Yang Harus Dilakukan →
a: Kutiplah bagian teks tentang pertanian dan kedaulatan pangan, dimulai dari "Perlu langkah radikal" dan berlanjut hingga "pembangunan bangsa.".
b: Tuliskan kelanjutan teks mengenai pertanian dan kedaulatan pangan, dimulai setelah kalimat terakhirnya.

Kutipan Dokumen →
★ ★ ★ ★ ★ ★ ★

Kondisi itu memengaruhi
kemampuan petani dan sektor pertanian dalam menopang pangan (food), pakan (feed), sandang-papan (fibre),
dan bahan bakar (fuel) secara
berkesinambungan untuk menjamin kualitas (jiwa, raga, dan kecerdasan) warga
dan generasi mendatang.
Perlu langkah radikal agar
Indonesia tidak terjebak dalam ketidakdaulatan pangan. Dari sisi petani, agar
berdaya dan bisa keluar dari kemiskinan, tanah, modal, pengetahuan dan teknologi,
serta akses pasar menjadi kebutuhan primer. Pertanian harus di jadikan agenda
pembangunan bangsa.

★ ★ ★ ★ ★ ★ ★

Daftar Catatan →
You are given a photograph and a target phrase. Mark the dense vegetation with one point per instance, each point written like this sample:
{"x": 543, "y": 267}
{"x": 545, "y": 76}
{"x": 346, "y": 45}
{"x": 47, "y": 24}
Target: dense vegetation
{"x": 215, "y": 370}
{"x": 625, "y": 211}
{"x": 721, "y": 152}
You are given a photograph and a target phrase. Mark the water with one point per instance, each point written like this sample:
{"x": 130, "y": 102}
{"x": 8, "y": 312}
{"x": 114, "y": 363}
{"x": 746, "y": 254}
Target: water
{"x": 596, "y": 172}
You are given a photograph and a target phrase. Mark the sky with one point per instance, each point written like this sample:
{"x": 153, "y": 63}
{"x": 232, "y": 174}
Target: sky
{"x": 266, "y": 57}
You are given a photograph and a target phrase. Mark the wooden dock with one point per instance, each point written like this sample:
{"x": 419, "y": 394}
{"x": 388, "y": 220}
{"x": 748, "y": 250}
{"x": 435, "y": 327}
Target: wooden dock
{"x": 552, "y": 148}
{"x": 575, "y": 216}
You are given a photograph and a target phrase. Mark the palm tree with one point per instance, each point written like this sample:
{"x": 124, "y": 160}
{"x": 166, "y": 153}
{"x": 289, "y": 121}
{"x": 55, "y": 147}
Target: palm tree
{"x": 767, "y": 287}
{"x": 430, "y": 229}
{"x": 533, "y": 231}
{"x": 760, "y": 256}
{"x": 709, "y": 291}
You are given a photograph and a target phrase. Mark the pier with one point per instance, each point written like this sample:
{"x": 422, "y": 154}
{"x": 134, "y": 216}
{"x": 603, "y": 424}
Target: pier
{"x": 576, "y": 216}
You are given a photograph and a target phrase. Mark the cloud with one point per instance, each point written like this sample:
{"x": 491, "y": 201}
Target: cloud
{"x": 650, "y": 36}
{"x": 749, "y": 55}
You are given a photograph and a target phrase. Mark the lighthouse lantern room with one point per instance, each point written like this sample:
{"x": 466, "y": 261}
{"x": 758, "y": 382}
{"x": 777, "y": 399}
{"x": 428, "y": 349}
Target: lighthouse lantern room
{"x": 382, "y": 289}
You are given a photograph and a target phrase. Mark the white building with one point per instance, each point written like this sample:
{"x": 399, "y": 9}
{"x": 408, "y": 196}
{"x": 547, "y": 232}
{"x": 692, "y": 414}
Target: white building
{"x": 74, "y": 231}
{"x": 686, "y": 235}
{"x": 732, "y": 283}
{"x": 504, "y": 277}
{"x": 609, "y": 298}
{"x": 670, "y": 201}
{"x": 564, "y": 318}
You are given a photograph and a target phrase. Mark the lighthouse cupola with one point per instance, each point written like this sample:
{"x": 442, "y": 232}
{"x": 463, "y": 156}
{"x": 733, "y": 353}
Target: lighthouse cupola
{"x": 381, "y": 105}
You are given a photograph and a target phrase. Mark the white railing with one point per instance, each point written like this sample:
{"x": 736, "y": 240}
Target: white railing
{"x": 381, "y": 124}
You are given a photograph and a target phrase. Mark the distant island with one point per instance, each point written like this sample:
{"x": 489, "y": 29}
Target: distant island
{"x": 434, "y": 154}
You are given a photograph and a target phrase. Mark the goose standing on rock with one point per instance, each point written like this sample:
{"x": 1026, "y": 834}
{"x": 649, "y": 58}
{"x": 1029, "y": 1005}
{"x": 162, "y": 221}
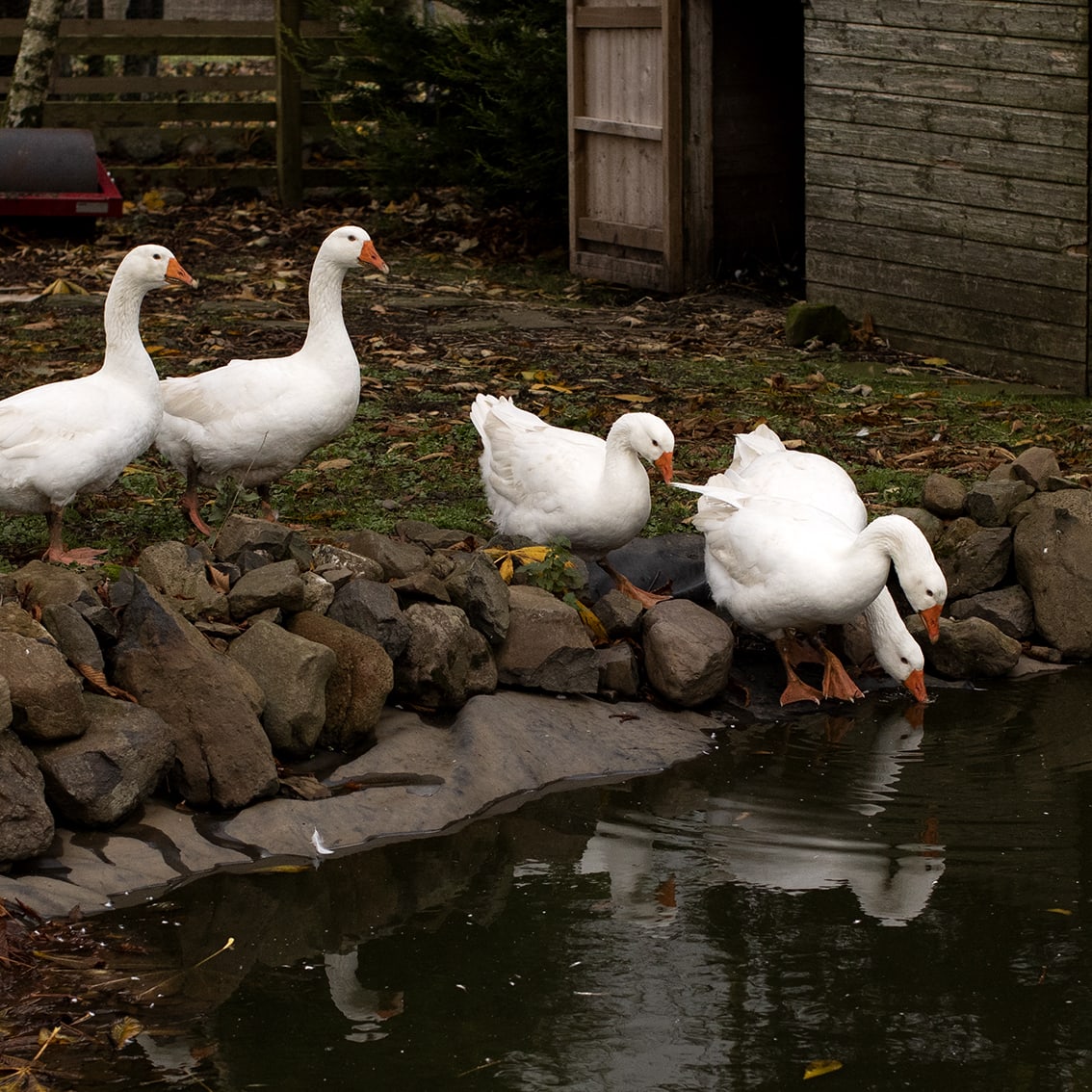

★ ★ ★ ★ ★ ★ ★

Kunci Jawaban →
a:
Perlu langkah radikal agar
Indonesia tidak terjebak dalam ketidakdaulatan pangan. Dari sisi petani, agar
berdaya dan bisa keluar dari kemiskinan, tanah, modal, pengetahuan dan teknologi,
serta akses pasar menjadi kebutuhan primer. Pertanian harus di jadikan agenda
pembangunan bangsa.

b:
Agar terjadi transformasi
struktural ekonomi, harus ada kemauan membalik arah pembangunan: dari sektor non-tradable (sektor keuangan, jasa,
real estat, transportasi dan komunikasi, serta perdagangan/hotel/restoran)
yang bersifat padat modal, teknologi dan pengetahuan ke sektor tradable (pertanian, pertambangan, dan
manufaktur) yang padat tenaga kerja dan berbasis lokal.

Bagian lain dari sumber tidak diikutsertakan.